■ **Exercise goal**: Pictures aside, print all of the data below exactly as written.

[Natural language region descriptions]
━━━━━━━━━━

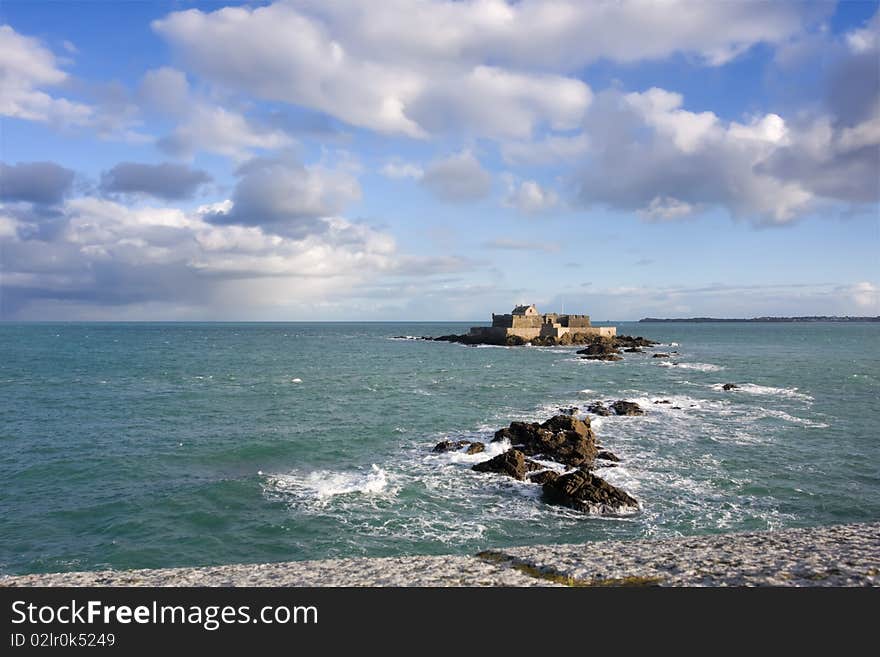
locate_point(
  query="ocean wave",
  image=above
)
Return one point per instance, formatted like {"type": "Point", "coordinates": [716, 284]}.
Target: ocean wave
{"type": "Point", "coordinates": [786, 417]}
{"type": "Point", "coordinates": [699, 367]}
{"type": "Point", "coordinates": [755, 389]}
{"type": "Point", "coordinates": [319, 486]}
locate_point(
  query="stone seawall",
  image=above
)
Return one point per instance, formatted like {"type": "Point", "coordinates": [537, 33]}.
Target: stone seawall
{"type": "Point", "coordinates": [837, 555]}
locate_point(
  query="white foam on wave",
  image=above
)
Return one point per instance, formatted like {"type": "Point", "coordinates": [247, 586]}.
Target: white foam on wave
{"type": "Point", "coordinates": [491, 451]}
{"type": "Point", "coordinates": [321, 485]}
{"type": "Point", "coordinates": [755, 389]}
{"type": "Point", "coordinates": [699, 367]}
{"type": "Point", "coordinates": [786, 417]}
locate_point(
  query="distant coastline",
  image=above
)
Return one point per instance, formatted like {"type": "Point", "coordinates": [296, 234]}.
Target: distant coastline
{"type": "Point", "coordinates": [810, 318]}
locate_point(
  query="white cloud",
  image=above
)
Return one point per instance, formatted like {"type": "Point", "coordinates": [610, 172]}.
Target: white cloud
{"type": "Point", "coordinates": [107, 253]}
{"type": "Point", "coordinates": [529, 197]}
{"type": "Point", "coordinates": [552, 150]}
{"type": "Point", "coordinates": [203, 125]}
{"type": "Point", "coordinates": [651, 155]}
{"type": "Point", "coordinates": [666, 208]}
{"type": "Point", "coordinates": [398, 169]}
{"type": "Point", "coordinates": [505, 244]}
{"type": "Point", "coordinates": [213, 128]}
{"type": "Point", "coordinates": [26, 66]}
{"type": "Point", "coordinates": [458, 177]}
{"type": "Point", "coordinates": [865, 39]}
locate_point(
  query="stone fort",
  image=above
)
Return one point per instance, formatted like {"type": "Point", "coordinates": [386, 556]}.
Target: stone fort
{"type": "Point", "coordinates": [527, 323]}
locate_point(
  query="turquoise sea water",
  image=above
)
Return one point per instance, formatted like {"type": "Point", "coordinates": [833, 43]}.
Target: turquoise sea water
{"type": "Point", "coordinates": [153, 445]}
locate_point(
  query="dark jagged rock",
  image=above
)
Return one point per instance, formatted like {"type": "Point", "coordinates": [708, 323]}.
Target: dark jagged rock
{"type": "Point", "coordinates": [604, 344]}
{"type": "Point", "coordinates": [627, 408]}
{"type": "Point", "coordinates": [586, 492]}
{"type": "Point", "coordinates": [629, 341]}
{"type": "Point", "coordinates": [513, 463]}
{"type": "Point", "coordinates": [450, 445]}
{"type": "Point", "coordinates": [543, 477]}
{"type": "Point", "coordinates": [563, 438]}
{"type": "Point", "coordinates": [598, 408]}
{"type": "Point", "coordinates": [599, 347]}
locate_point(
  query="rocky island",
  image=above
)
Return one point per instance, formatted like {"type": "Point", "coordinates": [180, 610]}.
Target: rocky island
{"type": "Point", "coordinates": [560, 455]}
{"type": "Point", "coordinates": [524, 325]}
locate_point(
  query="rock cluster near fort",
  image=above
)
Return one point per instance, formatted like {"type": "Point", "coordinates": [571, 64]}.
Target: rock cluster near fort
{"type": "Point", "coordinates": [565, 440]}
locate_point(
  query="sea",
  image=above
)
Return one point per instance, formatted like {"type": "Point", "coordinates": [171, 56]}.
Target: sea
{"type": "Point", "coordinates": [147, 445]}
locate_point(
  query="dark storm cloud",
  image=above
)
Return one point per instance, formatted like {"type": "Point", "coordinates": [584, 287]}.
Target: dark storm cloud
{"type": "Point", "coordinates": [42, 183]}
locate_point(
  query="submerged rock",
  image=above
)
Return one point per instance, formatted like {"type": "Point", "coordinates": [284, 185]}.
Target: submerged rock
{"type": "Point", "coordinates": [563, 438]}
{"type": "Point", "coordinates": [586, 492]}
{"type": "Point", "coordinates": [598, 408]}
{"type": "Point", "coordinates": [627, 408]}
{"type": "Point", "coordinates": [599, 347]}
{"type": "Point", "coordinates": [605, 455]}
{"type": "Point", "coordinates": [450, 446]}
{"type": "Point", "coordinates": [632, 342]}
{"type": "Point", "coordinates": [513, 463]}
{"type": "Point", "coordinates": [544, 476]}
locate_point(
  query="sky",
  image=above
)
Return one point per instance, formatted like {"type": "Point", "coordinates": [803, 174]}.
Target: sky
{"type": "Point", "coordinates": [437, 160]}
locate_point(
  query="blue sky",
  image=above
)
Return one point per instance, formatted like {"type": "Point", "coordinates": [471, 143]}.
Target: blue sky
{"type": "Point", "coordinates": [438, 160]}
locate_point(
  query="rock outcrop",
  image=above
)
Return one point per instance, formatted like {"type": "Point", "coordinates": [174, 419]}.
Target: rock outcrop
{"type": "Point", "coordinates": [598, 408]}
{"type": "Point", "coordinates": [563, 438]}
{"type": "Point", "coordinates": [584, 491]}
{"type": "Point", "coordinates": [627, 408]}
{"type": "Point", "coordinates": [512, 463]}
{"type": "Point", "coordinates": [455, 445]}
{"type": "Point", "coordinates": [450, 446]}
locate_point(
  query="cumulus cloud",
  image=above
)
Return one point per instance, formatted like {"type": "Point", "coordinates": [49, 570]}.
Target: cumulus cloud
{"type": "Point", "coordinates": [398, 169]}
{"type": "Point", "coordinates": [26, 67]}
{"type": "Point", "coordinates": [201, 124]}
{"type": "Point", "coordinates": [518, 245]}
{"type": "Point", "coordinates": [666, 208]}
{"type": "Point", "coordinates": [165, 181]}
{"type": "Point", "coordinates": [649, 154]}
{"type": "Point", "coordinates": [553, 149]}
{"type": "Point", "coordinates": [418, 68]}
{"type": "Point", "coordinates": [836, 154]}
{"type": "Point", "coordinates": [529, 197]}
{"type": "Point", "coordinates": [629, 302]}
{"type": "Point", "coordinates": [107, 254]}
{"type": "Point", "coordinates": [42, 183]}
{"type": "Point", "coordinates": [328, 68]}
{"type": "Point", "coordinates": [283, 195]}
{"type": "Point", "coordinates": [864, 294]}
{"type": "Point", "coordinates": [457, 178]}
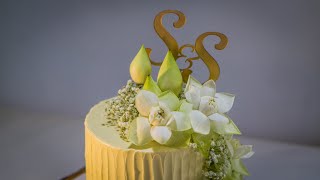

━━━━━━━━━━

■ **Written answer**:
locate_point(
  query="ocean wave",
  image=above
)
Return one point per instance, formatted like {"type": "Point", "coordinates": [716, 284]}.
Target: ocean wave
{"type": "Point", "coordinates": [786, 417]}
{"type": "Point", "coordinates": [699, 367]}
{"type": "Point", "coordinates": [755, 389]}
{"type": "Point", "coordinates": [319, 486]}
locate_point(
  query="stone seawall",
  image=above
)
Return one point per instance, formatted like {"type": "Point", "coordinates": [537, 33]}.
Target: stone seawall
{"type": "Point", "coordinates": [837, 555]}
locate_point(
  query="white foam on wave",
  image=above
)
Return one point per instance, formatted like {"type": "Point", "coordinates": [247, 586]}.
Target: white foam on wave
{"type": "Point", "coordinates": [491, 451]}
{"type": "Point", "coordinates": [321, 485]}
{"type": "Point", "coordinates": [755, 389]}
{"type": "Point", "coordinates": [699, 367]}
{"type": "Point", "coordinates": [786, 417]}
locate_point(
  query="distant coastline",
  image=above
)
Return one point per instance, formatted like {"type": "Point", "coordinates": [296, 234]}.
Target: distant coastline
{"type": "Point", "coordinates": [810, 318]}
locate_point(
  query="white cloud",
  image=above
)
Return one point per instance, formatted like {"type": "Point", "coordinates": [610, 172]}.
Target: white cloud
{"type": "Point", "coordinates": [107, 253]}
{"type": "Point", "coordinates": [529, 197]}
{"type": "Point", "coordinates": [552, 150]}
{"type": "Point", "coordinates": [203, 125]}
{"type": "Point", "coordinates": [651, 155]}
{"type": "Point", "coordinates": [666, 208]}
{"type": "Point", "coordinates": [398, 169]}
{"type": "Point", "coordinates": [505, 244]}
{"type": "Point", "coordinates": [213, 128]}
{"type": "Point", "coordinates": [26, 66]}
{"type": "Point", "coordinates": [458, 177]}
{"type": "Point", "coordinates": [865, 39]}
locate_point(
  query="stone fort",
  image=above
)
Return one point per instance, formatted like {"type": "Point", "coordinates": [386, 556]}.
Target: stone fort
{"type": "Point", "coordinates": [527, 323]}
locate_point(
  query="turquoise sea water",
  image=above
)
Return one point per instance, formatted like {"type": "Point", "coordinates": [833, 43]}.
Target: turquoise sea water
{"type": "Point", "coordinates": [153, 445]}
locate_point(
  query="dark jagged rock",
  image=above
)
Return one point per instance, formatted like {"type": "Point", "coordinates": [708, 323]}.
Target: dark jagged rock
{"type": "Point", "coordinates": [604, 344]}
{"type": "Point", "coordinates": [627, 408]}
{"type": "Point", "coordinates": [586, 492]}
{"type": "Point", "coordinates": [629, 341]}
{"type": "Point", "coordinates": [513, 463]}
{"type": "Point", "coordinates": [450, 445]}
{"type": "Point", "coordinates": [543, 477]}
{"type": "Point", "coordinates": [563, 438]}
{"type": "Point", "coordinates": [598, 408]}
{"type": "Point", "coordinates": [599, 347]}
locate_point(
  query="rocky island",
  image=above
)
Return one point per instance, formatted like {"type": "Point", "coordinates": [180, 610]}.
Target: rocky island
{"type": "Point", "coordinates": [560, 455]}
{"type": "Point", "coordinates": [524, 325]}
locate_point(
  query="rock cluster near fort",
  image=above
)
Return one point per instance, formatted like {"type": "Point", "coordinates": [571, 64]}.
Target: rock cluster near fort
{"type": "Point", "coordinates": [565, 440]}
locate_point(
  query="sea",
  image=above
)
Return one point per instance, formatted like {"type": "Point", "coordinates": [171, 56]}.
Target: sea
{"type": "Point", "coordinates": [147, 445]}
locate_point(
  query="dark storm cloud",
  image=above
)
Return one point per instance, formatted like {"type": "Point", "coordinates": [584, 287]}.
Target: dark storm cloud
{"type": "Point", "coordinates": [42, 183]}
locate_point(
  query="submerged rock",
  image=above
)
Return one point per instance, formatted like {"type": "Point", "coordinates": [284, 185]}.
Target: submerged rock
{"type": "Point", "coordinates": [563, 438]}
{"type": "Point", "coordinates": [586, 492]}
{"type": "Point", "coordinates": [598, 408]}
{"type": "Point", "coordinates": [627, 408]}
{"type": "Point", "coordinates": [599, 347]}
{"type": "Point", "coordinates": [605, 455]}
{"type": "Point", "coordinates": [450, 446]}
{"type": "Point", "coordinates": [632, 342]}
{"type": "Point", "coordinates": [513, 463]}
{"type": "Point", "coordinates": [544, 476]}
locate_point(
  query="sky",
  image=above
)
Return one point per instance, formatted like {"type": "Point", "coordinates": [803, 174]}.
Target: sky
{"type": "Point", "coordinates": [437, 160]}
locate_point(
  query="blue sky",
  image=above
)
Return one point per instance, formatted like {"type": "Point", "coordinates": [471, 143]}.
Target: blue sky
{"type": "Point", "coordinates": [438, 160]}
locate_point(
  query="rock outcrop",
  image=above
)
Return one point per instance, formatted like {"type": "Point", "coordinates": [174, 419]}.
Target: rock outcrop
{"type": "Point", "coordinates": [598, 408]}
{"type": "Point", "coordinates": [563, 438]}
{"type": "Point", "coordinates": [584, 491]}
{"type": "Point", "coordinates": [627, 408]}
{"type": "Point", "coordinates": [512, 463]}
{"type": "Point", "coordinates": [455, 445]}
{"type": "Point", "coordinates": [450, 446]}
locate_point(
  query="cumulus cloud",
  image=above
)
Return one point per instance, formatted like {"type": "Point", "coordinates": [49, 570]}.
Target: cumulus cloud
{"type": "Point", "coordinates": [398, 169]}
{"type": "Point", "coordinates": [26, 67]}
{"type": "Point", "coordinates": [201, 124]}
{"type": "Point", "coordinates": [518, 245]}
{"type": "Point", "coordinates": [666, 208]}
{"type": "Point", "coordinates": [165, 181]}
{"type": "Point", "coordinates": [649, 154]}
{"type": "Point", "coordinates": [553, 149]}
{"type": "Point", "coordinates": [418, 68]}
{"type": "Point", "coordinates": [836, 154]}
{"type": "Point", "coordinates": [529, 197]}
{"type": "Point", "coordinates": [629, 302]}
{"type": "Point", "coordinates": [107, 254]}
{"type": "Point", "coordinates": [42, 183]}
{"type": "Point", "coordinates": [328, 68]}
{"type": "Point", "coordinates": [283, 195]}
{"type": "Point", "coordinates": [864, 294]}
{"type": "Point", "coordinates": [457, 178]}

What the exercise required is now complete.